[Records excerpted from a collection]
-- begin --
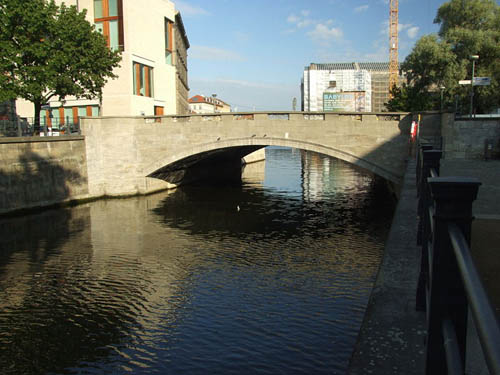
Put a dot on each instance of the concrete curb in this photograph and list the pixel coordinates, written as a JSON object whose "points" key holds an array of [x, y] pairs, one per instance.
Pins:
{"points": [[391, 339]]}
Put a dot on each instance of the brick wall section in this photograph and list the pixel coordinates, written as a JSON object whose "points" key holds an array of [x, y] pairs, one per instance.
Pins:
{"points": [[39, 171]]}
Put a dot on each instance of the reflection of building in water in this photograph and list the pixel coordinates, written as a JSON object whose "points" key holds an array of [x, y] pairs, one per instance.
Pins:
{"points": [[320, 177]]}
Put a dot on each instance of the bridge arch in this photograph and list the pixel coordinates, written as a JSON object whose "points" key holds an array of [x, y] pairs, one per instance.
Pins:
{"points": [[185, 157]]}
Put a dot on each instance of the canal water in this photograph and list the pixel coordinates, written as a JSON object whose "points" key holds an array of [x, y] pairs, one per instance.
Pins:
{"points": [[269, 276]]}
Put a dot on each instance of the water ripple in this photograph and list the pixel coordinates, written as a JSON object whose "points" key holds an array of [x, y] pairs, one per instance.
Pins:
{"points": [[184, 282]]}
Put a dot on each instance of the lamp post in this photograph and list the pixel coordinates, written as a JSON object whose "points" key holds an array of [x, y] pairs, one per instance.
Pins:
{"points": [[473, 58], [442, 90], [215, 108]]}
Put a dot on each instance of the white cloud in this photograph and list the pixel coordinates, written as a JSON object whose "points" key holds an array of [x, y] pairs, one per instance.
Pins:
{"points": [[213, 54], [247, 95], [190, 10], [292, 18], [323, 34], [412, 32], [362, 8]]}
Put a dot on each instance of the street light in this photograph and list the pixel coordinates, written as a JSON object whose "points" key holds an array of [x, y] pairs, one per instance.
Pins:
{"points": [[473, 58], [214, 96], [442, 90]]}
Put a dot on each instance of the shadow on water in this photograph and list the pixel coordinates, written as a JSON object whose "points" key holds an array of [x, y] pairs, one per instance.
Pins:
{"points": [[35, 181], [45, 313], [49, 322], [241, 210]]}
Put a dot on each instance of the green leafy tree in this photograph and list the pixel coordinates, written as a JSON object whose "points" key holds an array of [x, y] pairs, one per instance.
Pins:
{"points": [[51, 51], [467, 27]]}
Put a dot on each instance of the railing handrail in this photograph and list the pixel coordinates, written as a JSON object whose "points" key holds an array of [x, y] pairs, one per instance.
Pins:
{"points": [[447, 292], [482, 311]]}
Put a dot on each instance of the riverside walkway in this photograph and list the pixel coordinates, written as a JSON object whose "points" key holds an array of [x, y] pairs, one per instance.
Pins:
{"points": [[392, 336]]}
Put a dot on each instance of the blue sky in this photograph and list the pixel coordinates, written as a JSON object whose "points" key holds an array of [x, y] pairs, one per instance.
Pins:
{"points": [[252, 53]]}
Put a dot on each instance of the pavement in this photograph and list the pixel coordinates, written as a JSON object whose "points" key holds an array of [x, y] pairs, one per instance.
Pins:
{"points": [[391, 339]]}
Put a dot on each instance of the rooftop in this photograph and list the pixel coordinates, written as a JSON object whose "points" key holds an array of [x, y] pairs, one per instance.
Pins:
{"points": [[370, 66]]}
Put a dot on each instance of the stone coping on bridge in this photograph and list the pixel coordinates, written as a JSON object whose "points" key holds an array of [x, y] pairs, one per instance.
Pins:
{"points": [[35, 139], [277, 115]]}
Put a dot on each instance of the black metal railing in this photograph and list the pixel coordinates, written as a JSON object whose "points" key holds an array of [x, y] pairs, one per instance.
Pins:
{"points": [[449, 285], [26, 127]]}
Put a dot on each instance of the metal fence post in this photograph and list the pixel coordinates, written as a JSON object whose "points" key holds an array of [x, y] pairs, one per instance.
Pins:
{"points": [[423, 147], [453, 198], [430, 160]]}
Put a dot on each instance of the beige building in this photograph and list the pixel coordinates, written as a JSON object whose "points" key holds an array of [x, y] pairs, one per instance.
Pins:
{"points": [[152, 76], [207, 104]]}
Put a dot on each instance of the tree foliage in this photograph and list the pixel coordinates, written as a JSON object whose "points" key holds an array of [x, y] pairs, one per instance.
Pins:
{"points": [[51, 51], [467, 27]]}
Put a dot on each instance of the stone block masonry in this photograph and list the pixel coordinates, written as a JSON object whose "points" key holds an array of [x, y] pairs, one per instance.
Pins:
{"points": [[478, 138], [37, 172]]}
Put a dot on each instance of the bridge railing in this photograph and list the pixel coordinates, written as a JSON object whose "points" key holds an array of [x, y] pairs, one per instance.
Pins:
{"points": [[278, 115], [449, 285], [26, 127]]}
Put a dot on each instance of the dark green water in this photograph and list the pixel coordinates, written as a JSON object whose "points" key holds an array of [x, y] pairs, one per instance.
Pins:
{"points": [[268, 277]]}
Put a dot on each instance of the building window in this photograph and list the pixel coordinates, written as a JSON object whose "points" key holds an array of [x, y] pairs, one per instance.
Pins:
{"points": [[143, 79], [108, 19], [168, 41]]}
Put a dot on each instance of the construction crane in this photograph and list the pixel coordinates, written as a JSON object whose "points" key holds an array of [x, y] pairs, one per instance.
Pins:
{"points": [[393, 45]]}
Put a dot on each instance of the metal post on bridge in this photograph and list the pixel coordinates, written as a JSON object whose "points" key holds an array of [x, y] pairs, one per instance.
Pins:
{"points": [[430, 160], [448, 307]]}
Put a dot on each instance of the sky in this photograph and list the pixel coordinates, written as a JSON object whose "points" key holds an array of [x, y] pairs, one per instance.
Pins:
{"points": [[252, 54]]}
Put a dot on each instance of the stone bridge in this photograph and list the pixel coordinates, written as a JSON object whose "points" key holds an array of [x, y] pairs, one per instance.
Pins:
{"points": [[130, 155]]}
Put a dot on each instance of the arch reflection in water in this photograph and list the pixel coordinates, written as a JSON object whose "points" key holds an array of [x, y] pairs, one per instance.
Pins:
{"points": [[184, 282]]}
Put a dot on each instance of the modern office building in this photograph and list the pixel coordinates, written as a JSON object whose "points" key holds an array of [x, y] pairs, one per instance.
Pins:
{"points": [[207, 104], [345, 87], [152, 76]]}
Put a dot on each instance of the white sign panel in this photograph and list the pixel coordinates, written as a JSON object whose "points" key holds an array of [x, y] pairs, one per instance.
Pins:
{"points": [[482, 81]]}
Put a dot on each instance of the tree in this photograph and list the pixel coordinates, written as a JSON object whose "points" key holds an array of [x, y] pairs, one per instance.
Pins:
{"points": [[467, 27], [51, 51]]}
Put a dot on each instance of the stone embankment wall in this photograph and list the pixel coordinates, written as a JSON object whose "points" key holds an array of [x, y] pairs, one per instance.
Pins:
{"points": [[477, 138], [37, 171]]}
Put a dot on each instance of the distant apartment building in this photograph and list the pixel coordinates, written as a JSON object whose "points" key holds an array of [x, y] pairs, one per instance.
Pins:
-- end --
[Written exercise]
Format the stretch of the records from the line that contains "Put a dot on each instance of the stone embankment" through the end of the records as a Markdown table with the columns Row and Line. Number each line in the Row column, and omit blank lines.

[Full response]
| Row | Line |
|---|---|
| 1 | Put a dot on each instance of the stone embankment wall in this photograph and list the pixel coordinates, written as a JSON object whose "points" key holds an array of [x, y] pairs, one per instance. |
| 2 | Pins: |
| 3 | {"points": [[477, 138], [37, 171]]} |
| 4 | Put a dot on each instance of the distant apartment building in this photograph and list the pixel coordinates, written as a JSON object whose "points" key holds an array of [x, y] pairs, one per instance. |
| 5 | Pins: |